Document extract →
7.6. Federal Government End Use Provisions. We provide the Services, including related software and technology, for ultimate federal government end use solely in accordance with the following: Government technical data and software rights related to the Services include only those rights customarily provided to the public as defined in this Agreement. This customary commercial license is provided in accordance with FAR 12.211 (Technical Data) and FAR 12.212 (Software) and, for Department of Defense transactions, DFAR 252.227-7015 (Technical Data - Commercial Items) and DFAR 227.7202-3 (Rights in Commercial Computer Software or Computer Software Documentation). If a government agency has a need for rights not conveyed under these terms, it must negotiate with Us to determine if there are acceptable terms for transferring such rights, and a mutually acceptable written addendum specifically conveying such rights must be included in any applicable contract or agreement.

7.7. Reservation of Rights. HDTS reserves all rights not expressly granted in this Agreement.

7.8. Prevention of Unauthorized Use. HDTS reserves the right to exercise whatever lawful means it deems necessary to prevent unauthorized use of the Site, including, but not limited to, technological barriers, IP mapping, and directly contacting Your Internet Service Provider (ISP) regarding such unauthorized use.

8. CONFIDENTIALITY

8.1. Definition of Confidential Information. As used herein, "Confidential Information" means all confidential information disclosed by a party ("Disclosing Party") to the other party ("Receiving Party"), whether orally or in writing, that is designated as confidential or that reasonably should be understood to be confidential given the nature of the information and the circumstances of disclosure. Your Confidential Information shall include Your Data; Our Confidential Information shall include the Services; and Confidential Information of each Party shall include the Terms of Use of this Agreement and all Order Forms, as well as business and marketing plans, technology and technical information, product plans and designs, and business processes disclosed by such Party. However, Confidential Information (other than Your Data) shall not include any information that (i) is or becomes generally known to the public without breach of any obligation owed to the Disclosing Party, (ii) was known to the Receiving Party prior to its disclosure by the Disclosing Party without breach of any obligation owed to the Disclosing Party, (iii) is received from a third party without breach of any obligation owed to the Disclosing Party, or (iv) was independently developed by the Receiving Party.

Dataset content →
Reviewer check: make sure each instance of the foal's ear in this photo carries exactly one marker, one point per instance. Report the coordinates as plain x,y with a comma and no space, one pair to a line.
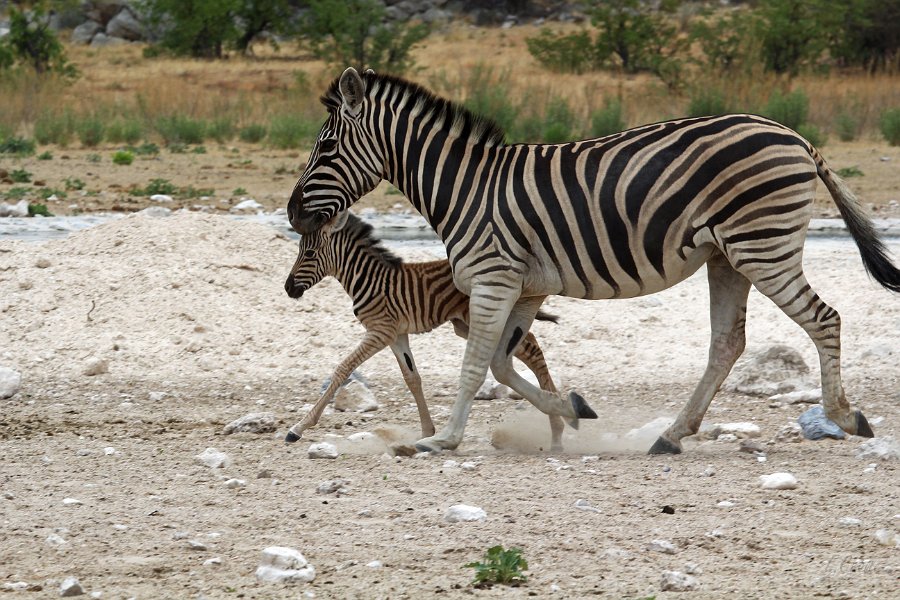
352,90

Set of tasks →
[a] Rewrite the paragraph of the agreement extract that begins "8.1. Definition of Confidential Information" as a short bulleted list, keeping its main facts.
[b] Answer these questions from the agreement extract, one per line:
(i) Which FAR section is cited for software?
(ii) What does HDTS reserve under section 7.7?
(iii) Under section 7.8, whose Internet Service Provider may HDTS contact about unauthorized use?
[c] Resume the agreement extract, starting right after its final sentence.
The lines have nothing to do with the agreement extract.

Task results →
[a]
- Confidential Information is any confidential information one party (the Disclosing Party) gives the other (the Receiving Party), orally or in writing, that is marked confidential or reasonably should be understood as confidential.
- Your Confidential Information includes Your Data.
- Our Confidential Information includes the Services.
- Each party's Confidential Information includes the Terms of Use, all Order Forms, business and marketing plans, technology and technical information, product plans and designs, and business processes.
- Apart from Your Data, the following is excluded:
  - information that is or becomes public without a breach of obligation to the Disclosing Party
  - information the Receiving Party knew before disclosure, without such a breach
  - information received from a third party without such a breach
  - information the Receiving Party developed independently

[b]
(i) FAR 12.212
(ii) All rights not expressly granted in the Agreement
(iii) Your Internet Service Provider (ISP)

[c]
8.2. Protection of Confidential Information. The Receiving Party shall use the same degree of care that it uses to protect the confidentiality of its own confidential information of like kind (but in no event less than reasonable care) (i) not to use any Confidential Information of the Disclosing Party for any purpose outside the scope of this Agreement, and (ii) except as otherwise authorized by the Disclosing Party in writing, to limit access to Confidential Information of the Disclosing Party to those of its and its Affiliates' employees, contractors and agents who need such access for purposes consistent with this Agreement and who have signed confidentiality agreements with the Receiving Party containing protections no less stringent than those herein. Neither Party shall disclose the terms of this Agreement or any Order Form to any third party other than its Affiliates and their legal counsel and accountants without the other Party's prior written consent.

8.3. Compelled Disclosure. The Receiving Party may disclose Confidential Information of the Disclosing Party if it is compelled by law to do so, provided the Receiving Party gives the Disclosing Party prior notice of such compelled disclosure (to the extent legally permitted) and reasonable assistance, at the Disclosing Party's cost, if the Disclosing Party wishes to contest the disclosure. If the Receiving Party is compelled by law to disclose the Disclosing Party's Confidential Information as part of a civil proceeding to which the Disclosing Party is a party, and the Disclosing Party is not contesting the disclosure, the Disclosing Party will reimburse the Receiving Party for its reasonable cost of compiling and providing secure access to such Confidential Information.

9. WARRANTIES AND DISCLAIMERS

9.1. Our Warranties. We warrant that (i) We have validly entered into this Agreement and have the legal power to do so, (ii) the Services shall perform materially in accordance with the User Guide, (iii) subject to Section 5.3 (Integration with Non-HDTS Services), the functionality of the Services will not be materially decreased during a subscription term, and (iv) We will not transmit Malicious Code to You, provided it is not a breach of this subpart (v) if You or a User uploads a file containing Malicious Code into the Services and later downloads that file containing Malicious Code. For any breach of a warranty above, Your exclusive remedy shall be as provided in Section 13.3 (Termination for Cause) and Section 13.4 (Refund or Payment upon Termination) below.

9.2. Your Warranties. You warrant that You have validly entered into this Agreement and have the legal power to do so.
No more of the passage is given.